:: Instructions to follow ::
Gather every line below that contains the word "black" and copy each one in full. Case counts.

━━━━━ Source material ━━━━━

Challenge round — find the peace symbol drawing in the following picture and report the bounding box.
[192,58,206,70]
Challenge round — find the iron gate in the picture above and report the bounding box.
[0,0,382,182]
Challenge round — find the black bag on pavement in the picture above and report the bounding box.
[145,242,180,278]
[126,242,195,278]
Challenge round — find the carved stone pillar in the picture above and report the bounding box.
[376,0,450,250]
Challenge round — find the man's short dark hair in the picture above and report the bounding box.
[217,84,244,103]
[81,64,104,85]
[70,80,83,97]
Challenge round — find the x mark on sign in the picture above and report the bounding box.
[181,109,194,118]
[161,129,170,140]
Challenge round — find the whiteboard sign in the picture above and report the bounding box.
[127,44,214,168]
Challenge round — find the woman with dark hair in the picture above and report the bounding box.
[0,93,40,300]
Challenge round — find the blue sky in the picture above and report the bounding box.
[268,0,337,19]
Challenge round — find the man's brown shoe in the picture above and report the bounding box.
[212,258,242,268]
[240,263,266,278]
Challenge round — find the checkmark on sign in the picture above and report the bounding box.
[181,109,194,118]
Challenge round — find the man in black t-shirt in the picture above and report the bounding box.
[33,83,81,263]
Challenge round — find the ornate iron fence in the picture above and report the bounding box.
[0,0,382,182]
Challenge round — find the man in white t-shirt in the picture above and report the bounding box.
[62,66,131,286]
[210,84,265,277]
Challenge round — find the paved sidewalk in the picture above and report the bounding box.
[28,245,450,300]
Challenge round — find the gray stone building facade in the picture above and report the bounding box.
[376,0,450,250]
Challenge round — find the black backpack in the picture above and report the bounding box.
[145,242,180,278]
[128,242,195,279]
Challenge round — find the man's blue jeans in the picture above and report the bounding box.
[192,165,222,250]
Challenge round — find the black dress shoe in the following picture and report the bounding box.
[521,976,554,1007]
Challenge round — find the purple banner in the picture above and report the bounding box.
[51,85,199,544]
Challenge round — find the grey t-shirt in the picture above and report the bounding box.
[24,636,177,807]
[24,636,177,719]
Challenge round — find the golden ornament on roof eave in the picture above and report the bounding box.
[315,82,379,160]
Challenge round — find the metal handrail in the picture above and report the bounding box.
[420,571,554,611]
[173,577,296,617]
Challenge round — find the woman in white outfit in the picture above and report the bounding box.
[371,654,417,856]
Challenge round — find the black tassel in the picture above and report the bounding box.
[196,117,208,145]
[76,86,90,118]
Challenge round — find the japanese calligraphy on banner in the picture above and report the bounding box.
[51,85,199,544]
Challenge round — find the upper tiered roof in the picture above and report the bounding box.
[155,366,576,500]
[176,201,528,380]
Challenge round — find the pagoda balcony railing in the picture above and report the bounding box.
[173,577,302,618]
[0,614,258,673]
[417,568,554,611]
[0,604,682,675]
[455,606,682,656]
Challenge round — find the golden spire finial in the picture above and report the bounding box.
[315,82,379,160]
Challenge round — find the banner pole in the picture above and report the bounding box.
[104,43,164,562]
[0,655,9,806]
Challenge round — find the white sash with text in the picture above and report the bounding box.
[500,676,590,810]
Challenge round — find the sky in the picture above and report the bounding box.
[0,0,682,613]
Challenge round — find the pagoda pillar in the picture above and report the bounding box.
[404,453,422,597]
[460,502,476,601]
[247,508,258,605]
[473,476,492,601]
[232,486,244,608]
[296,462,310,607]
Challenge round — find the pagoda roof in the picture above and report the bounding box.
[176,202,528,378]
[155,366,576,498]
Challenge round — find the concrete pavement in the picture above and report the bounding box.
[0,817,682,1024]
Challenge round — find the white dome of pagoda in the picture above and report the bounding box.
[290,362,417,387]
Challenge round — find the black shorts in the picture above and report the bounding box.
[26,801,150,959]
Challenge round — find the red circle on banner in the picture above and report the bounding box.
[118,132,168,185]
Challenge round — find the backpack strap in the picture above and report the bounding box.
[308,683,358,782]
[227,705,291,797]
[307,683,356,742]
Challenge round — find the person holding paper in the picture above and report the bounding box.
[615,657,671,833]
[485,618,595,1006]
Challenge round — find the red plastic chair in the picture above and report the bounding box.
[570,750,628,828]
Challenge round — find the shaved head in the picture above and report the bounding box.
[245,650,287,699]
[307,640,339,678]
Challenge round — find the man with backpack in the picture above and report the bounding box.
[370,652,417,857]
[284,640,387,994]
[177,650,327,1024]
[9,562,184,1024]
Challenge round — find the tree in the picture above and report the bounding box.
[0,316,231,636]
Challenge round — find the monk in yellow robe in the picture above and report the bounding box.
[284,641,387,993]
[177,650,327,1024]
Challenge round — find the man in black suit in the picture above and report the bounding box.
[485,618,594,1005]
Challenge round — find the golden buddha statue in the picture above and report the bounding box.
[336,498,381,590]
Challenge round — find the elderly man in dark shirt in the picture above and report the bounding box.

━━━━━

:: Exercise solution ::
Challenge round — find the black bag on pavement in the picture above and report the bounding box.
Challenge round — find the man in black t-shirt in the picture above and report the bounding box.
Challenge round — find the black backpack in the picture above and report the bounding box.
Challenge round — find the black dress shoe in the following picture and report the bounding box.
Challenge round — find the black tassel in the picture above and report the bounding box.
Challenge round — find the black shorts in the picture above and report the bounding box.
Challenge round — find the man in black suit in the picture above and report the bounding box.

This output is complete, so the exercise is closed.